Son père, quant à lui, le met en garde précocement contre la venue potentielle de cortèges errants, accompagnés de troupeaux, et qu’on appelle Kuchis. Ces nomades traditionnels pachtounes viennent tenter de s’installer là afin de ravir la terre des locaux, par les armes parfois, et repartent aussitôt les sols épuisés. Une menace confirmée lorsqu’à l’âge de huit ans, Shahram est témoin d’un assaut de leur part, incendiant plus d’un hectare des terres de sa famille et de ses voisins.

Capsule audio - Les Kuchis

Parmi les foyers qui composent Dahan-e-Sange-Khalil, un toit abrite la famille de son oncle, le frère de son père. Ce dernier, longtemps professeur, s’est mis à travailler depuis peu pour le gouvernement, dans les services de l’armée. Une nouvelle qui ne tarde pas à parvenir aux oreilles de milices talibanes qui vivent aux abords de la région. Vient le jour, comme tant d’autres fois, où le père de Shahram doit s’absenter un temps, se rendre à la capitale afin de vendre des têtes de bétail.

Rien n’indique qu’il faille se méfier davantage. Il emprunte la même route qu’à l’accoutumée, censée le mener à Kaboul, s’assure de son paquetage une dernière fois, embrasse les siens, et, en selle, lève une main en guise de salut. Mais cette fois-ci, les pots-de-vin ne suffiront pas ; la main levée est un adieu qui ne sait pas encore. Arrêté lors d’un contrôle de routine à un checkpoint tenu par les fondamentalistes armés, il est arrêté et abattu par faute d’appartenir à la famille d’un mécréant.
-- -- --
Tâche assignée 1
D'après l'extrait, à quel âge Shahram est-il témoin d'un assaut des Kuchis ?
Tâche assignée 2
Dans l'extrait, recopiez tout ce qui va de « Capsule audio - Les » jusqu'à « têtes de bétail. ».

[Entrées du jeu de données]
-- -- --
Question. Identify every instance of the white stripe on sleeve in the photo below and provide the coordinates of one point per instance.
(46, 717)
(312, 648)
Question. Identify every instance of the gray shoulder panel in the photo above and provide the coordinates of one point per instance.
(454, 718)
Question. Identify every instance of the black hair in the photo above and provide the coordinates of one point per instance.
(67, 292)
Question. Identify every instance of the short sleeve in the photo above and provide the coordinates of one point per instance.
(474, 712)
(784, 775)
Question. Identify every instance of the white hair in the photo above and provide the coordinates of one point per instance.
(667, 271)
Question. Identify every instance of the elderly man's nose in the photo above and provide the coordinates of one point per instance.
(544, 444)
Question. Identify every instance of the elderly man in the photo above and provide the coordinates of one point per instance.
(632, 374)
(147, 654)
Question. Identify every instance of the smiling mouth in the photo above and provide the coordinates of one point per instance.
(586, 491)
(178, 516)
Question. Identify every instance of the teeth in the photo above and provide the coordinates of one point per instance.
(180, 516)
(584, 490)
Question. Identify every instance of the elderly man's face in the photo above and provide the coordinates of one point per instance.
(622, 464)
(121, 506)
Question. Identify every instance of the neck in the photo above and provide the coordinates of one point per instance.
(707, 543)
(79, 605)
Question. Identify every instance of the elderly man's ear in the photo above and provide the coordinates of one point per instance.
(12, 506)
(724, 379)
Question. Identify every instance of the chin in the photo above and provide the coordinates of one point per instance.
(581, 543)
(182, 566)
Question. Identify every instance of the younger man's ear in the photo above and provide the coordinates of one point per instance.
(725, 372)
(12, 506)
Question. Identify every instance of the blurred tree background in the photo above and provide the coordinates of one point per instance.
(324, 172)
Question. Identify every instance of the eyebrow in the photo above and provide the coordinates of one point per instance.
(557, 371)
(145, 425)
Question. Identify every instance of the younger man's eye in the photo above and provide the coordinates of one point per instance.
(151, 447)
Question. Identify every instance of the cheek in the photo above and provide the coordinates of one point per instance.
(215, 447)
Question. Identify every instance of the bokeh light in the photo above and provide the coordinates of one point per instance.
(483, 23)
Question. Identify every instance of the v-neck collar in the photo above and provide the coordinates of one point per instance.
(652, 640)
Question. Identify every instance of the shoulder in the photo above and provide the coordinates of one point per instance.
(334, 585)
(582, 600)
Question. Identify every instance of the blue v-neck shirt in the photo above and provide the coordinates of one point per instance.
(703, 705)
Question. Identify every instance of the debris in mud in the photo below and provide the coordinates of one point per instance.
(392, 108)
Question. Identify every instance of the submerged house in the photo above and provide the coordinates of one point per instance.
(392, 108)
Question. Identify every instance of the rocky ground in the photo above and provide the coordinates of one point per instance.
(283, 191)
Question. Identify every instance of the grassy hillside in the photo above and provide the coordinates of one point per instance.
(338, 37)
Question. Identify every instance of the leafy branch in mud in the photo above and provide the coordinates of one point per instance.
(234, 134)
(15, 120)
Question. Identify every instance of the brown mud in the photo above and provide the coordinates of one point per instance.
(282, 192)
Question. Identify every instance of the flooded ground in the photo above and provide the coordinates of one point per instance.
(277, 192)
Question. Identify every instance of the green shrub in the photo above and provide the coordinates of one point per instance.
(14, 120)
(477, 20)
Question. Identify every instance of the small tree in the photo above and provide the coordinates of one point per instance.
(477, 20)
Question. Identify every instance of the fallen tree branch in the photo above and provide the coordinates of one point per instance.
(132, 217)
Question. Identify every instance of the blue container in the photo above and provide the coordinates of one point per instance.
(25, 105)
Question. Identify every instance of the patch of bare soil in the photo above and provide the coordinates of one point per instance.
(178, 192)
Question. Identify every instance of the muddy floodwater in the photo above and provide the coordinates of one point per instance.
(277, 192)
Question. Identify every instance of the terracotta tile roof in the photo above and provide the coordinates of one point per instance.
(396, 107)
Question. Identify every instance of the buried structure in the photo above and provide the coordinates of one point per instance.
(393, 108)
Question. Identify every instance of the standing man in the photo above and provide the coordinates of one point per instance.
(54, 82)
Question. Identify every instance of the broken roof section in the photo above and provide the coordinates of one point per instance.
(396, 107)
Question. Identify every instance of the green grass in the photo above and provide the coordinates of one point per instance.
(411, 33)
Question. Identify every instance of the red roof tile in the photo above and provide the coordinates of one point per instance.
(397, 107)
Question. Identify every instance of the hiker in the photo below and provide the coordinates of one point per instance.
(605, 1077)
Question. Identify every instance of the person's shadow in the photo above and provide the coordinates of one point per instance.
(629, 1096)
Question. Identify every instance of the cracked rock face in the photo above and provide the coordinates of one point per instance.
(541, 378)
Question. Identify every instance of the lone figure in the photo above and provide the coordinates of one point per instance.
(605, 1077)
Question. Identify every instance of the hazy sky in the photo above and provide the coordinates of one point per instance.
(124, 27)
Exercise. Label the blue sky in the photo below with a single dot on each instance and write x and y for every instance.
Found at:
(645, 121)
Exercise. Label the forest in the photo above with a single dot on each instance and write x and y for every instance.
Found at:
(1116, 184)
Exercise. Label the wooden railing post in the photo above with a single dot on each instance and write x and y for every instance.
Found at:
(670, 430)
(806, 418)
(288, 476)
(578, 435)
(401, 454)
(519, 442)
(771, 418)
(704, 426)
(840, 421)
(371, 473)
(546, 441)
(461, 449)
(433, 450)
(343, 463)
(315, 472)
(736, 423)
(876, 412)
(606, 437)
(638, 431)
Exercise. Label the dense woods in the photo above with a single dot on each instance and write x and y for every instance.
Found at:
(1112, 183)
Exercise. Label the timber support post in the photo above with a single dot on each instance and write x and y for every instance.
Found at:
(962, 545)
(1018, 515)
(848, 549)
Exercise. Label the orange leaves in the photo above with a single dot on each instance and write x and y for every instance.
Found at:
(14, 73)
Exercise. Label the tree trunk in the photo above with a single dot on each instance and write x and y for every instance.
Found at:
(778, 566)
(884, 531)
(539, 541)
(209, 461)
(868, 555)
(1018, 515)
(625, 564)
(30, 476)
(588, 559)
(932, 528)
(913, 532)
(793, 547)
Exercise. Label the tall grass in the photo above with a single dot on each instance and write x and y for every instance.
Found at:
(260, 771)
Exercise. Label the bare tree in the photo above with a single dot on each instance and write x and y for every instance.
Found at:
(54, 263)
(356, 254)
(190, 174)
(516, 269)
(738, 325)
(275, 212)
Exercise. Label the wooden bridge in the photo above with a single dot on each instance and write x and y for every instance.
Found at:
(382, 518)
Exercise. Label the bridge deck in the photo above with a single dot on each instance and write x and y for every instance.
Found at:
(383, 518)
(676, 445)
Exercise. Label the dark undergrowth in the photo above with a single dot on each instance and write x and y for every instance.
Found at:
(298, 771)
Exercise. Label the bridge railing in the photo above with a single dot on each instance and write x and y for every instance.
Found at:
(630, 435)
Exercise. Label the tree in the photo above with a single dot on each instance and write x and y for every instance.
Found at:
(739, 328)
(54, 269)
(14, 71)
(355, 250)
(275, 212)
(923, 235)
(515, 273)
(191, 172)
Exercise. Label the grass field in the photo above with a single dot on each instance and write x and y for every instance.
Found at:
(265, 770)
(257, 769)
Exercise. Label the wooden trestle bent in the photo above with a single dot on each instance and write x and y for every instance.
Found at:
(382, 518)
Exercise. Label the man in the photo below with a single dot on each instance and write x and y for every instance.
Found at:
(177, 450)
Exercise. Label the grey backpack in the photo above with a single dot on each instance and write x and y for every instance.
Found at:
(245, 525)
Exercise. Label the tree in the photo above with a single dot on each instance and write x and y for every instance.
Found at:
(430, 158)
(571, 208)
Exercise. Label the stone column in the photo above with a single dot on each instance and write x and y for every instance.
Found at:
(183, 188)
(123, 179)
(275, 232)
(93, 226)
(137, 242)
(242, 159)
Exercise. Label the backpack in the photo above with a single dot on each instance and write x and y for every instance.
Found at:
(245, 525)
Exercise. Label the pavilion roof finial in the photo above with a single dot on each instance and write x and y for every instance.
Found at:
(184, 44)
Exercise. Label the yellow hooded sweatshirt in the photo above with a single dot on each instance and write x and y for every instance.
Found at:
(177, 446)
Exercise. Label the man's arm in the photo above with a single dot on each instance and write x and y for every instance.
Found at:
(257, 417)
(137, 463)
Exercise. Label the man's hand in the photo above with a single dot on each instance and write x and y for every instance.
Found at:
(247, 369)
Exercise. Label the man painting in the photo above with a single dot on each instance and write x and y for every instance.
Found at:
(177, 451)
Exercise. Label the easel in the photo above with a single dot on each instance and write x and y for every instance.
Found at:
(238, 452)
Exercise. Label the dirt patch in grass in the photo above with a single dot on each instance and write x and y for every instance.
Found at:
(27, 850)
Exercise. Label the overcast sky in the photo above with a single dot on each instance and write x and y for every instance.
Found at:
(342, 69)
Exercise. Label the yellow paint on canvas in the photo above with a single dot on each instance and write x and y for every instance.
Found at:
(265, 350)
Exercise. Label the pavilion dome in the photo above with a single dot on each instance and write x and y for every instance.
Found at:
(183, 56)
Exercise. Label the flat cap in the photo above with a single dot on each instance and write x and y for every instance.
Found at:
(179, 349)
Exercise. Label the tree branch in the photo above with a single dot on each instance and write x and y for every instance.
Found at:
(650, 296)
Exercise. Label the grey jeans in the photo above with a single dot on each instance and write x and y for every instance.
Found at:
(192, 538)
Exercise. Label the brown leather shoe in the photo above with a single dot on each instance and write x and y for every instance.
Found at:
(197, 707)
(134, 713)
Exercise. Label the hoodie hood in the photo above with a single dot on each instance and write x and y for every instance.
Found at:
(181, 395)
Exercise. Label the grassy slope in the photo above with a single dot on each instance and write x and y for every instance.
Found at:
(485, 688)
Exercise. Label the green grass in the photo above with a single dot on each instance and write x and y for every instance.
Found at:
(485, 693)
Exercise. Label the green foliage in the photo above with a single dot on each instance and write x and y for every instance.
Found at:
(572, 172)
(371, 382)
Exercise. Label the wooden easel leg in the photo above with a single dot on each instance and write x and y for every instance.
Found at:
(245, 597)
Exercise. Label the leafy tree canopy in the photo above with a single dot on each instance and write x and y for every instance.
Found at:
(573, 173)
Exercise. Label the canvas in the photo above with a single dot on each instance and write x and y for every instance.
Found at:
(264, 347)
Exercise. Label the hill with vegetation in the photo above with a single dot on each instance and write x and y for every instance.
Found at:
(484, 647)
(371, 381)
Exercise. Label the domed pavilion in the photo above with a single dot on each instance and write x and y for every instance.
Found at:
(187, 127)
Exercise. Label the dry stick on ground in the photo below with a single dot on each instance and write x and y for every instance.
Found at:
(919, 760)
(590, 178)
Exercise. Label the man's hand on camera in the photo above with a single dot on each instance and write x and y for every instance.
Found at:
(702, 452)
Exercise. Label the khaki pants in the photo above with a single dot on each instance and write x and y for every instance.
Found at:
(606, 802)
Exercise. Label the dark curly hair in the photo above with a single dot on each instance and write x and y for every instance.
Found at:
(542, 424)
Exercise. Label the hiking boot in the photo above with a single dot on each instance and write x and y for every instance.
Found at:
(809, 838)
-- -- --
Réponse 1
À l'âge de huit ans.

Réponse 2
Capsule audio - Les Kuchis

Parmi les foyers qui composent Dahan-e-Sange-Khalil, un toit abrite la famille de son oncle, le frère de son père. Ce dernier, longtemps professeur, s’est mis à travailler depuis peu pour le gouvernement, dans les services de l’armée. Une nouvelle qui ne tarde pas à parvenir aux oreilles de milices talibanes qui vivent aux abords de la région. Vient le jour, comme tant d’autres fois, où le père de Shahram doit s’absenter un temps, se rendre à la capitale afin de vendre des têtes de bétail.